_TASK INSTRUCTIONS_:
1. Answer these questions from the post on 3b1 instruction timings:
(a) Which operation on which data type serves as the 1.0 reference for the figures?
(b) What did the author use for all of the timings?
(c) What relative value is given for a register double multiply?
2. Pick up the post on 3b1 instruction timings after its last sentence and carry it forward with the author's further observations.

_EXCERPT_:

#####

Relay-Version: version B 2.10 5/3/83; site utzoo.UUCP
Path: utzoo!utgpu!water!watmath!clyde!rutgers!sri-unix!sri-spam!ames!amdcad!sun!pitstop!sundc!seismo!uunet!hsi!stevens
From: stevens@hsi.UUCP
Newsgroups: unix-pc.general,comp.sys.att
Subject: 3b1 instruction timings
Message-ID: <787@hsi.UUCP>
Date: Fri, 4-Dec-87 17:00:11 EST
Article-I.D.: hsi.787
Posted: Fri Dec  4 17:00:11 1987
Date-Received: Wed, 9-Dec-87 06:29:52 EST
Organization: Health Systems Intl., New Haven, CT
Lines: 59
Keywords: 3b1, 7300
Xref: utgpu unix-pc.general:84 comp.sys.att:1725

While trying to hand optimize some C code for a graphics routine
that I wanted to get as fast as possible, I performed some
timings on the 3b1.  What I wanted was the relative speeds of
the basic operations on different data types, to see
if there is anything "interesting".  My results are:

				  add	  sub	  mul	  div
				-----	-----	-----	-----
	register short		  1.0	  1.0	  4.0	 11.0
	short			  3.1	  3.1	  6.1	 13.1

	register long		  1.2	  1.2	 33.3	 44.5
	long			  4.3	  4.3	 36.5	 47.7

	register float		340.4	293.5	452.6	503.7
	float			344.1	296.5	458.7	504.3

	register double		 98.8	 90.5	211.9	258.9
	double			 98.8	 90.5	211.9	258.9

I didn't try to compare any absolute values for the 3b1 with any
other system, I just wanted to know how to write "optimal" code,
when necessary (i.e., inner loops of graphics routines).  The numbers
above are all relative to the value 1.0 for a register short add.
I used the cc optimizer for all timings.  A couple of observations:

- stick to shorts instead of ints or longs, when possible, since
	a 32-bit multiply or divide gets very expensive.  This is
	usually possible for graphics routines, and indeed I've noticed
	that some source (such as an implementation of Bresenham's
	line drawing algorithm from The Store) uses only shorts.

#####

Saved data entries
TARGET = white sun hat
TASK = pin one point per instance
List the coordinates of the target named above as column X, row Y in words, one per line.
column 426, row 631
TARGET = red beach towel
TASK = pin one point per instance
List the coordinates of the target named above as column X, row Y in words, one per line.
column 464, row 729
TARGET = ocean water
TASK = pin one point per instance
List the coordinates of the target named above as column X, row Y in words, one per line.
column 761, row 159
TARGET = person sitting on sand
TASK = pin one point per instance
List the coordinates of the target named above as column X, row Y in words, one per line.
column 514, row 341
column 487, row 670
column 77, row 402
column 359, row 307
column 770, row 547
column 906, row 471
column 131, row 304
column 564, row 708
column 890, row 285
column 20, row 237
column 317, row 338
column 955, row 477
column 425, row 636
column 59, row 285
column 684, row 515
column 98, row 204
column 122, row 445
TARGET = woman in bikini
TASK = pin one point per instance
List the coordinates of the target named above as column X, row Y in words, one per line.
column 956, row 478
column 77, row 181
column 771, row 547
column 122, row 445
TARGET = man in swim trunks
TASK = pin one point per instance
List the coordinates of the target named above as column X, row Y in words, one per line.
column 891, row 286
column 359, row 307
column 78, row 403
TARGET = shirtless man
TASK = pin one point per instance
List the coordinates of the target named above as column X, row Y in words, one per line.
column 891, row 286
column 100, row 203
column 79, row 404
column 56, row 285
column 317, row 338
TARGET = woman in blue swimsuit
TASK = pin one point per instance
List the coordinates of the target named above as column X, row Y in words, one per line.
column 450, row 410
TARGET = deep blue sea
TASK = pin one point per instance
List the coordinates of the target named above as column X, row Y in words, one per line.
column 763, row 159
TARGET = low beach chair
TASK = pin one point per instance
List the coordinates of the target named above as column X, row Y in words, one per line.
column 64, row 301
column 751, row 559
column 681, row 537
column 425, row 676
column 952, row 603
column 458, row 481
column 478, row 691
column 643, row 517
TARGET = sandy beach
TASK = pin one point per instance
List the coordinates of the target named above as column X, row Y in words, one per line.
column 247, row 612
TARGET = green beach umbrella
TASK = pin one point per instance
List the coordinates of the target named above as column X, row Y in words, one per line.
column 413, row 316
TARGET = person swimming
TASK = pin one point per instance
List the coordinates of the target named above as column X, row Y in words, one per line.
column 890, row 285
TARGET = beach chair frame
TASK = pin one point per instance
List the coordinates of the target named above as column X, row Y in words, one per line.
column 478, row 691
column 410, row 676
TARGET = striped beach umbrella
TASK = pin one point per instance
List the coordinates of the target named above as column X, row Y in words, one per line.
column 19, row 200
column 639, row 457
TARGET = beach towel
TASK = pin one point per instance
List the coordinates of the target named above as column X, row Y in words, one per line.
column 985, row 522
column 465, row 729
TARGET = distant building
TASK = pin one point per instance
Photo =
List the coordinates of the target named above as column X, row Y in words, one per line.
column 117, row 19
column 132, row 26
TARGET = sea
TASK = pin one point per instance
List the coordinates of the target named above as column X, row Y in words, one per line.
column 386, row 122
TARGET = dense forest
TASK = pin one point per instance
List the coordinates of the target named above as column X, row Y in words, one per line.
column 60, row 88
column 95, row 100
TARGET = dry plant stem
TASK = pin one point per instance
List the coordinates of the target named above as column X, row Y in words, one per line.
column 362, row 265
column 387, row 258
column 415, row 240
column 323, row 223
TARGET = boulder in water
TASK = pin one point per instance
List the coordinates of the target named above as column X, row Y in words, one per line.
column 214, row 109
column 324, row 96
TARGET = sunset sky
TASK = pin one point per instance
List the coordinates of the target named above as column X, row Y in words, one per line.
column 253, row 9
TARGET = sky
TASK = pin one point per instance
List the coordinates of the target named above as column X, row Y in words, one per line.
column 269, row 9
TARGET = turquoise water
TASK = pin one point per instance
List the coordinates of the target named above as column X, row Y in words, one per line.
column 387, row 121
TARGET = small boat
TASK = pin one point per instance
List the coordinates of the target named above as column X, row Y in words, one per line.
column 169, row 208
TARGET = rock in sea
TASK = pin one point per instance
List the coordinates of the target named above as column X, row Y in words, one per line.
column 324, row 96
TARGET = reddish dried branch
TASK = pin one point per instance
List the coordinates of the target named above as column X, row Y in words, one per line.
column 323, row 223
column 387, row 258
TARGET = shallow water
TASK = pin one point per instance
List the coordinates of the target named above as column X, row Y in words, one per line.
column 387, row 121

#####

_FINAL RESULTS_:
1.
(a) An add on a register short.
(b) The cc optimizer.
(c) 211.9.

2.
- registers don't buy you much except for adds and subtracts (and
	assignments too, I'd guess).

- avoid floats, and stick to doubles.  The C rule that forces all
	float artihmetic to be performed using double precision
	kills you on this system.

- this system really should have been designed with an FPU, as the
	floating point times are all 1 to 2 orders of magnitude greater
	than the integer times.  Would anyone from AT&T who is
	"in the know" about the 3b1, care to comment why there isn't
	one available ??

There are a couple of other points that I figured out about the 3b1,
that may be of interest:

    there are 6 short registers available (d2, d3, d4, d5, d6, d7)
    there are 6 long registers available (d2, d3, d4, d5, d6, d7)
    there are 6 float registers available (d2, d3, d4, d5, d6, d7)
    there are 4 pointer registers available (a2, a3, a4, a5)

Overall I wasn't very impressed with the code quality of the C compiler,
even with the optimizer.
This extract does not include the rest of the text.